* TASK INSTRUCTIONS: Copy out the records word for word, from the start through the line that contains "<point>335,49</point>", including that line.

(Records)

************

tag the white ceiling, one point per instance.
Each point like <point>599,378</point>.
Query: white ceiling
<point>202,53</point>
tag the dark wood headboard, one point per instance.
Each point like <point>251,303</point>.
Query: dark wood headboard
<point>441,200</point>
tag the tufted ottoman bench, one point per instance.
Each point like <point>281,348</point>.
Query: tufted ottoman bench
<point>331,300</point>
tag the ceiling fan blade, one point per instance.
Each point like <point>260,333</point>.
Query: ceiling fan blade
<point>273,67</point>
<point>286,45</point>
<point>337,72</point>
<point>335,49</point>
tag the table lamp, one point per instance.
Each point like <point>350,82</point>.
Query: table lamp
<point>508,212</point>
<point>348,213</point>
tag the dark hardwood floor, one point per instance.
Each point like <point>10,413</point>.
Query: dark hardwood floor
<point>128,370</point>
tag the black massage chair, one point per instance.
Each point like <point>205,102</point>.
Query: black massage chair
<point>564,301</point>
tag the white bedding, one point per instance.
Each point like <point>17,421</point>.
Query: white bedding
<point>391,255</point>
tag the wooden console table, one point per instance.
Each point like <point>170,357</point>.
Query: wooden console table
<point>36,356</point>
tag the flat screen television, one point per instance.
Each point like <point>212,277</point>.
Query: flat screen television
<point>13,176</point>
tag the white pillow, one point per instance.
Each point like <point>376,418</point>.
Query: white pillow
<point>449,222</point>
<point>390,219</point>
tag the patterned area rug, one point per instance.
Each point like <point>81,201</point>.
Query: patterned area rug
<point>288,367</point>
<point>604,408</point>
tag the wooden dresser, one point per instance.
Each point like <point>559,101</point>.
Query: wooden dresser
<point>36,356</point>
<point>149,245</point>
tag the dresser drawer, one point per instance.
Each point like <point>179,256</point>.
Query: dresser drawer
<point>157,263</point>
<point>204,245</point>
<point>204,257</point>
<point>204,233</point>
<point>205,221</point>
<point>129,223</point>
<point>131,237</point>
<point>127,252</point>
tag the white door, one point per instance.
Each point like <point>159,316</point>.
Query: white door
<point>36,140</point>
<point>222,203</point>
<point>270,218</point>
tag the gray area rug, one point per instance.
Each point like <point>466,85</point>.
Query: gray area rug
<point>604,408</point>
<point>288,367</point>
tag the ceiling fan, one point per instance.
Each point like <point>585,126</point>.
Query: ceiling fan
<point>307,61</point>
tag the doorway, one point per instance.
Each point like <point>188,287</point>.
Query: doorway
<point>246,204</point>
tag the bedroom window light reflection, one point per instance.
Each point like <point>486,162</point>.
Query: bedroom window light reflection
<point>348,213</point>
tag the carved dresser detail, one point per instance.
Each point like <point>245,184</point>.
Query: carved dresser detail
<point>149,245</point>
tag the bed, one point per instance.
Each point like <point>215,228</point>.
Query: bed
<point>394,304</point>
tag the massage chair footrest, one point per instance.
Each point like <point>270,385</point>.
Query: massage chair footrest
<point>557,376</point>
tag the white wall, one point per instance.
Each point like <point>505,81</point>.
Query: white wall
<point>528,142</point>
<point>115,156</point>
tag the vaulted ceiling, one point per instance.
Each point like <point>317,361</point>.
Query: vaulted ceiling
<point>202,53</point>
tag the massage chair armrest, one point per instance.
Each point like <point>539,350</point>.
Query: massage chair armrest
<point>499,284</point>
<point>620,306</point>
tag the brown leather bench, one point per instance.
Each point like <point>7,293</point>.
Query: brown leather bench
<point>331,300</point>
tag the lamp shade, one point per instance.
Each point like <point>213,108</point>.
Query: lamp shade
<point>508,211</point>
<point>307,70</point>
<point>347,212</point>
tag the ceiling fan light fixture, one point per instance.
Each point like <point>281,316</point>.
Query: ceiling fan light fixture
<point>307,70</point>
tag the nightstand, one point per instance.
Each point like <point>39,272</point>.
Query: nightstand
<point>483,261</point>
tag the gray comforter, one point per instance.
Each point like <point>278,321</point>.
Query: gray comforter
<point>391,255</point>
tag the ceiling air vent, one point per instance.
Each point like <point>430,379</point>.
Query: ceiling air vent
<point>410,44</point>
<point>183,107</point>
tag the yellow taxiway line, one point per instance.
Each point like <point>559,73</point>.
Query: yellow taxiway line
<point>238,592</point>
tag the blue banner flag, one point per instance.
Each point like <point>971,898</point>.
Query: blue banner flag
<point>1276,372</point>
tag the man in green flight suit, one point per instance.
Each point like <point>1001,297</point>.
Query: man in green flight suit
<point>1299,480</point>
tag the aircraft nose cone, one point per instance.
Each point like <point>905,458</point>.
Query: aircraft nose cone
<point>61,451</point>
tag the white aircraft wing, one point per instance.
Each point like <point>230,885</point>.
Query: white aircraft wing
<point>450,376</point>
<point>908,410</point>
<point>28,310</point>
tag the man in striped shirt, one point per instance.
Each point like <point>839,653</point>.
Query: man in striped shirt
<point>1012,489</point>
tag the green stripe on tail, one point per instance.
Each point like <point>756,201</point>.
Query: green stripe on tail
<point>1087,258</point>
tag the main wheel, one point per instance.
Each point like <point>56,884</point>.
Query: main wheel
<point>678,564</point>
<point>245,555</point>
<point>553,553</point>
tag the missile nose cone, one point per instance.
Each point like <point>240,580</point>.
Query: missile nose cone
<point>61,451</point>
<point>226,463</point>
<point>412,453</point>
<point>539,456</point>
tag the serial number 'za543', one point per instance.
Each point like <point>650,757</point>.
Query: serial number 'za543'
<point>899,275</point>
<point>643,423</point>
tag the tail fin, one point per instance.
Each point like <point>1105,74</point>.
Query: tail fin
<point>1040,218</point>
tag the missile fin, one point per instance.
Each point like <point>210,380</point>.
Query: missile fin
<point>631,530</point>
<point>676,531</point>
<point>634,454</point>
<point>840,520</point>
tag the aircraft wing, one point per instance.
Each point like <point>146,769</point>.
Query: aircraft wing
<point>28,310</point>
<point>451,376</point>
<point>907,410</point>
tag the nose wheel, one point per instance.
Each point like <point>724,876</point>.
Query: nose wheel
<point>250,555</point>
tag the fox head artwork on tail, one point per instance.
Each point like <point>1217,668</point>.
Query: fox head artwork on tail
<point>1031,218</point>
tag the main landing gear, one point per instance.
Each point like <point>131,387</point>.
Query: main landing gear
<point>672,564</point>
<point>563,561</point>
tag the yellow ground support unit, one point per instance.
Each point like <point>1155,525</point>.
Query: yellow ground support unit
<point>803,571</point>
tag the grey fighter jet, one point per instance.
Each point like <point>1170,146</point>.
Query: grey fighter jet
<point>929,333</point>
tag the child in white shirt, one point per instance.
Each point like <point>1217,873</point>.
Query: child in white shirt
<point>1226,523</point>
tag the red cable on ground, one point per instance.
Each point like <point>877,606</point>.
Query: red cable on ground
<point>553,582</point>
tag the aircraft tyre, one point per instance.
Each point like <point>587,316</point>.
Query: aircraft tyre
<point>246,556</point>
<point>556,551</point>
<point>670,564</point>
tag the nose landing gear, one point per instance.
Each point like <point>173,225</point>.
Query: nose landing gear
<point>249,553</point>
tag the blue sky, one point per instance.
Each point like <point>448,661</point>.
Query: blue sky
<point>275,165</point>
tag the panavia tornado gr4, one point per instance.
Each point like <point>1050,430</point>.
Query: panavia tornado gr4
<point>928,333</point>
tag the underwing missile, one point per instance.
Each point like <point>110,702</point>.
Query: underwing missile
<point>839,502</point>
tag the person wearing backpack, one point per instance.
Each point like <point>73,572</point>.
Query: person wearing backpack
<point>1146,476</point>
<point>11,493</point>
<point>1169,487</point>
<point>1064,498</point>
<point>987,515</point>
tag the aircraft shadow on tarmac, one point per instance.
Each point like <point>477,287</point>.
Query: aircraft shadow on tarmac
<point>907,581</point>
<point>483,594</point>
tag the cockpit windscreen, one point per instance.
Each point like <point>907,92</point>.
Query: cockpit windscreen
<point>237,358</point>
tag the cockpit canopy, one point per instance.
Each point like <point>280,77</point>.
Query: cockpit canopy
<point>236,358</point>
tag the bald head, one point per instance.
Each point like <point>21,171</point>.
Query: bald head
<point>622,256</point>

************

* FULL OUTPUT:
tag the white ceiling, one point per instance.
Each point like <point>599,378</point>.
Query: white ceiling
<point>202,53</point>
tag the dark wood headboard, one point per instance.
Each point like <point>251,303</point>.
Query: dark wood headboard
<point>441,200</point>
tag the tufted ottoman bench, one point per instance.
Each point like <point>281,348</point>.
Query: tufted ottoman bench
<point>331,300</point>
tag the ceiling fan blade, one point per instance.
Each point like <point>260,333</point>.
Query: ceiling fan blade
<point>273,67</point>
<point>286,45</point>
<point>337,72</point>
<point>335,49</point>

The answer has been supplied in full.